§ INSTRUCTIONS FOR THE TASK:
Please arrange the records below as a JSON list of strings, one string for each line, with blank lines left out.

Begin GIVEN DATA

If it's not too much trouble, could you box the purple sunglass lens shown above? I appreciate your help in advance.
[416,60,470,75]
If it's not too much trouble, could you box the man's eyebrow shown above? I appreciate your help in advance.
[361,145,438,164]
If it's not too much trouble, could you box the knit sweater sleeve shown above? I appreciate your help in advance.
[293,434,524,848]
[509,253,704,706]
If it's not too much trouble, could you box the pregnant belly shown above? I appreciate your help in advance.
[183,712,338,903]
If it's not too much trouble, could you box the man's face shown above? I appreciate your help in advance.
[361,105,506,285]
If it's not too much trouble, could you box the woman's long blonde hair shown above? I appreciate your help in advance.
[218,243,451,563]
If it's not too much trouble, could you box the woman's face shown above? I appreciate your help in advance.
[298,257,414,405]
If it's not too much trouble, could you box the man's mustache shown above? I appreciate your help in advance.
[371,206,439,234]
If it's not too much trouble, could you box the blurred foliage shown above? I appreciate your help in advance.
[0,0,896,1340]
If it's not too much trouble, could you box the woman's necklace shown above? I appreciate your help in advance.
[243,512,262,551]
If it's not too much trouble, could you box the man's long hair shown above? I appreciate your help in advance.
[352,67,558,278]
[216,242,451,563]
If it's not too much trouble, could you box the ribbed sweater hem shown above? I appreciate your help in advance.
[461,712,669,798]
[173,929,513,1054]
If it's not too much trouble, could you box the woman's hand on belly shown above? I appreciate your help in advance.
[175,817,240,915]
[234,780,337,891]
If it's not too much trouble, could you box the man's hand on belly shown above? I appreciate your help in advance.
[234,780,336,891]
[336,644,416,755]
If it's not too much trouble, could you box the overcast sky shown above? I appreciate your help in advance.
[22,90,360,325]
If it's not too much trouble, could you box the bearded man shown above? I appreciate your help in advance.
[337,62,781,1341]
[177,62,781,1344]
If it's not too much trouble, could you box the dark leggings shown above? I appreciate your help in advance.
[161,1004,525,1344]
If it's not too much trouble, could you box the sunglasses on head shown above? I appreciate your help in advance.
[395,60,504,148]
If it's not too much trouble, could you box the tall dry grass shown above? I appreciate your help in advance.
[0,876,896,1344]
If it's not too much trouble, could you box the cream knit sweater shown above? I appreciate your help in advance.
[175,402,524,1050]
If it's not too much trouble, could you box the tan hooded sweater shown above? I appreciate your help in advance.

End GIVEN DATA

§ EXERCISE RESULT:
[
  "If it's not too much trouble, could you box the purple sunglass lens shown above? I appreciate your help in advance.",
  "[416,60,470,75]",
  "If it's not too much trouble, could you box the man's eyebrow shown above? I appreciate your help in advance.",
  "[361,145,438,164]",
  "If it's not too much trouble, could you box the knit sweater sleeve shown above? I appreciate your help in advance.",
  "[293,434,524,848]",
  "[509,253,704,706]",
  "If it's not too much trouble, could you box the pregnant belly shown above? I appreciate your help in advance.",
  "[183,712,338,903]",
  "If it's not too much trouble, could you box the man's face shown above? I appreciate your help in advance.",
  "[361,105,506,285]",
  "If it's not too much trouble, could you box the woman's long blonde hair shown above? I appreciate your help in advance.",
  "[218,243,451,563]",
  "If it's not too much trouble, could you box the woman's face shown above? I appreciate your help in advance.",
  "[298,257,414,405]",
  "If it's not too much trouble, could you box the man's mustache shown above? I appreciate your help in advance.",
  "[371,206,439,234]",
  "If it's not too much trouble, could you box the blurred foliage shown above? I appreciate your help in advance.",
  "[0,0,896,1340]",
  "If it's not too much trouble, could you box the woman's necklace shown above? I appreciate your help in advance.",
  "[243,512,262,551]",
  "If it's not too much trouble, could you box the man's long hair shown above? I appreciate your help in advance.",
  "[352,67,558,278]",
  "[216,242,451,563]",
  "If it's not too much trouble, could you box the ribbed sweater hem shown above? I appreciate your help in advance.",
  "[461,712,669,798]",
  "[173,929,513,1054]",
  "If it's not too much trouble, could you box the woman's hand on belly shown above? I appreciate your help in advance.",
  "[175,817,240,915]",
  "[234,780,337,891]",
  "If it's not too much trouble, could you box the man's hand on belly shown above? I appreciate your help in advance.",
  "[234,780,336,891]",
  "[336,644,416,755]",
  "If it's not too much trouble, could you box the overcast sky shown above? I appreciate your help in advance.",
  "[22,90,360,325]",
  "If it's not too much trouble, could you box the bearded man shown above? I appreciate your help in advance.",
  "[337,62,781,1341]",
  "[177,62,781,1344]",
  "If it's not too much trouble, could you box the dark leggings shown above? I appreciate your help in advance.",
  "[161,1004,525,1344]",
  "If it's not too much trouble, could you box the sunglasses on head shown above? I appreciate your help in advance.",
  "[395,60,504,148]",
  "If it's not too much trouble, could you box the tall dry grass shown above? I appreciate your help in advance.",
  "[0,876,896,1344]",
  "If it's not too much trouble, could you box the cream knit sweater shown above? I appreciate your help in advance.",
  "[175,402,524,1050]",
  "If it's not too much trouble, could you box the tan hooded sweater shown above? I appreciate your help in advance."
]